■ Assignment ■
Write out all of the lines below, exactly and completely.

####

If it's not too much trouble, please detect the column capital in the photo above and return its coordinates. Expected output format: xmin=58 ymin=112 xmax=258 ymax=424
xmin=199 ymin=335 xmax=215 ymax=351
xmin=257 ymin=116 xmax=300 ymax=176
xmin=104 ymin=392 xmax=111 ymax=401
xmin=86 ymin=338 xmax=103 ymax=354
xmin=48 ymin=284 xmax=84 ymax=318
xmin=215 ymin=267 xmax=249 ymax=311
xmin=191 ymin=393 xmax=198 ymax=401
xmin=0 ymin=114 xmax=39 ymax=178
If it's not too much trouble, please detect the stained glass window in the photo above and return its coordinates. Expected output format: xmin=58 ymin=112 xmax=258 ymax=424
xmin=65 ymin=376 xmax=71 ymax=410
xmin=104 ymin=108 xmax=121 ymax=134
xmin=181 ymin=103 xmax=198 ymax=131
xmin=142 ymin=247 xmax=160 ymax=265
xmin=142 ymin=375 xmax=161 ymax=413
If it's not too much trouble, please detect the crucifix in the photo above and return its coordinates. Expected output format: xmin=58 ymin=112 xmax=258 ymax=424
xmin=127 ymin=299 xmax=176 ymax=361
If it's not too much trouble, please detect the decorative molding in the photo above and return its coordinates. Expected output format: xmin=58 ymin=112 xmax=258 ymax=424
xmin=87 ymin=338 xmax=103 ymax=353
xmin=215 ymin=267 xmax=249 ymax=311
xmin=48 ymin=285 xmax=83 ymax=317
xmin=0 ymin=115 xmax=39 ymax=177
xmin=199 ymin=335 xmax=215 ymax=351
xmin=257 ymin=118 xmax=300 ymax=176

####

■ Answer below ■
If it's not too much trouble, please detect the column capital in the photo above and return its coordinates. Expected output format: xmin=58 ymin=112 xmax=258 ymax=424
xmin=199 ymin=335 xmax=215 ymax=351
xmin=257 ymin=116 xmax=300 ymax=176
xmin=104 ymin=392 xmax=111 ymax=401
xmin=86 ymin=338 xmax=103 ymax=354
xmin=48 ymin=284 xmax=84 ymax=318
xmin=215 ymin=267 xmax=249 ymax=311
xmin=191 ymin=393 xmax=198 ymax=401
xmin=0 ymin=114 xmax=39 ymax=178
If it's not too much trouble, please detect the stained glass window in the photo above and return its coordinates. Expected output format: xmin=58 ymin=112 xmax=258 ymax=424
xmin=65 ymin=376 xmax=71 ymax=410
xmin=104 ymin=108 xmax=121 ymax=134
xmin=181 ymin=103 xmax=198 ymax=131
xmin=142 ymin=247 xmax=160 ymax=265
xmin=142 ymin=375 xmax=161 ymax=413
If it's not too much trouble, please detect the crucifix in the photo above and return its coordinates. Expected output format: xmin=58 ymin=112 xmax=258 ymax=424
xmin=127 ymin=299 xmax=176 ymax=361
If it's not too much trouble, please detect the decorative molding in the photo above and return its coordinates. Expected output format: xmin=58 ymin=112 xmax=258 ymax=424
xmin=87 ymin=338 xmax=103 ymax=353
xmin=215 ymin=267 xmax=249 ymax=311
xmin=48 ymin=285 xmax=83 ymax=317
xmin=0 ymin=115 xmax=39 ymax=177
xmin=199 ymin=335 xmax=215 ymax=351
xmin=257 ymin=118 xmax=300 ymax=176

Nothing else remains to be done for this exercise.